MATERIAL FOR THIS TASK:

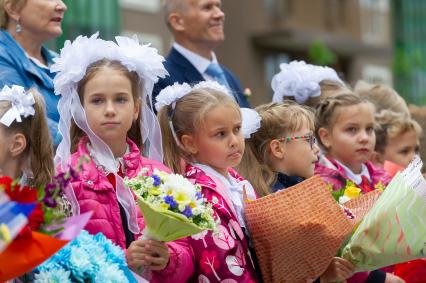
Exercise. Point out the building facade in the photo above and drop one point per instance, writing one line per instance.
(352, 36)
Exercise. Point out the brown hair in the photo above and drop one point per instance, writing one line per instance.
(39, 143)
(4, 17)
(135, 131)
(278, 120)
(382, 96)
(327, 111)
(392, 124)
(187, 117)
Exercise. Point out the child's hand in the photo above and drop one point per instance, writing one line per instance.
(148, 253)
(390, 278)
(339, 269)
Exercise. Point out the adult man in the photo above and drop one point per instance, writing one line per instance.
(197, 27)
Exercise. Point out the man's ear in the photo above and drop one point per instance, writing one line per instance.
(18, 144)
(176, 21)
(277, 149)
(324, 136)
(188, 142)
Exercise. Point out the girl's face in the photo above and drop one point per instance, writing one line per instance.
(401, 149)
(298, 154)
(351, 139)
(109, 106)
(219, 141)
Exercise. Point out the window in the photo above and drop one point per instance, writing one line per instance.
(375, 21)
(151, 6)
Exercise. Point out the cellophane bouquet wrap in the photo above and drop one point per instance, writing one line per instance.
(172, 207)
(394, 230)
(297, 231)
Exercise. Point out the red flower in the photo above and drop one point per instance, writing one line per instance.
(365, 185)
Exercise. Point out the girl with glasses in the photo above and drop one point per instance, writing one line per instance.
(283, 153)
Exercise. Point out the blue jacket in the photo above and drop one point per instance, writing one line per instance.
(16, 68)
(182, 71)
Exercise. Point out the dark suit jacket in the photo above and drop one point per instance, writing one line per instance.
(182, 71)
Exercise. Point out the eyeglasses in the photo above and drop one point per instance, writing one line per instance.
(310, 138)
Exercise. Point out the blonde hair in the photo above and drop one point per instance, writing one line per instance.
(187, 117)
(393, 124)
(135, 131)
(39, 143)
(382, 96)
(278, 120)
(327, 111)
(328, 88)
(4, 17)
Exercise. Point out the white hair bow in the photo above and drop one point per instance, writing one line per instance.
(22, 104)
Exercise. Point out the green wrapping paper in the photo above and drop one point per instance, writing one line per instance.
(164, 225)
(394, 230)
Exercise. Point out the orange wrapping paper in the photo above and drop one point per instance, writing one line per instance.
(296, 232)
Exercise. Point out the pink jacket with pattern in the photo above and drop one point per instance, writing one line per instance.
(94, 192)
(225, 257)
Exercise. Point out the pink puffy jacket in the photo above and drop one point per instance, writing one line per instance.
(94, 192)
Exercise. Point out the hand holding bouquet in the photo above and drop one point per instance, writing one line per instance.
(173, 208)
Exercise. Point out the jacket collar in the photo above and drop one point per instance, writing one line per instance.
(17, 53)
(94, 175)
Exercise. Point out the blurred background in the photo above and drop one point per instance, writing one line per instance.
(380, 41)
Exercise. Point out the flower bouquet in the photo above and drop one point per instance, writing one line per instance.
(87, 258)
(172, 206)
(47, 229)
(394, 229)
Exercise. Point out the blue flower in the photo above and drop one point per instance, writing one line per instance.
(170, 201)
(157, 180)
(188, 211)
(57, 275)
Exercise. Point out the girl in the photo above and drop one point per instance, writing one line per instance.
(103, 91)
(282, 154)
(305, 83)
(202, 126)
(397, 138)
(345, 131)
(25, 145)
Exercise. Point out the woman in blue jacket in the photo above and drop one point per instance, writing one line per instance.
(25, 25)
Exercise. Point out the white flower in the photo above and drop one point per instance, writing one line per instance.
(171, 94)
(300, 80)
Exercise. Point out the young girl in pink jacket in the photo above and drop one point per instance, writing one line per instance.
(203, 138)
(344, 128)
(104, 87)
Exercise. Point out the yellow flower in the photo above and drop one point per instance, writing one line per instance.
(352, 192)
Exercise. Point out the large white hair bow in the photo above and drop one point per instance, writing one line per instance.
(22, 104)
(171, 94)
(301, 81)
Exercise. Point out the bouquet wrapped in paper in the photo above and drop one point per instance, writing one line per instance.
(394, 230)
(47, 230)
(172, 207)
(297, 231)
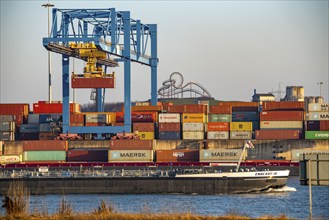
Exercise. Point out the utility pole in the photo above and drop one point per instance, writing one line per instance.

JOB: Everything from the line containing "Exercise. Point out the pink puffy" through the last line of the entries must be repeated verbatim, except pictures.

WRITTEN SOLUTION:
Exercise. Point out the pink puffy jacket in the photo above and drop one point per instance, writing one line per instance.
(94, 192)
Exercise. Point out the hand holding bouquet in the photo above and drop one point per instance, writing one line per instance.
(173, 208)
Exercise. Point out the jacket collar in the photo above and drop one point per instance, writing one line per instance.
(17, 53)
(94, 175)
Exercise. Point out the blurred background in the photo above and drop one point per instance, writing one line per instance.
(380, 41)
Exercise. Point out the flower bouquet in the photo above and drop one point per instance, writing one line per instance.
(87, 258)
(172, 206)
(47, 229)
(394, 229)
Exercise. Point out the blue flower in the photo above and drop one point per instance, writing one line per instance.
(170, 201)
(157, 180)
(188, 211)
(57, 275)
Exercise. Point out the girl in the photo above and drop one point per instance, writing one line per instance.
(103, 91)
(282, 154)
(305, 83)
(202, 126)
(397, 138)
(345, 131)
(25, 145)
Exercise. Point out the woman in blue jacket in the photo above and drop one point per instance, writing one line per instance.
(25, 25)
Exercise. Point out the white flower in the photo above and drop one point per instance, writing one line per instance.
(171, 94)
(300, 80)
Exercise. Point out the young girl in pink jacket in the photo above and drop one point per instance, writing one line per instance.
(203, 138)
(344, 128)
(104, 87)
Exercise. Point out the yellow flower in the photo above and drop one point per instance, writing one line per instance.
(352, 192)
Exercise. Point out the large white hair bow in the photo above and drop one point per instance, writing one line per instance.
(22, 104)
(171, 94)
(301, 81)
Exercise. Point out the bouquet wrapped in paper in the photo above and drop one point per instance, writing one line per instance.
(394, 230)
(47, 230)
(172, 207)
(297, 231)
Exercise. Point out the utility pole in the photo above and drop one point per instance, writing one line per instance.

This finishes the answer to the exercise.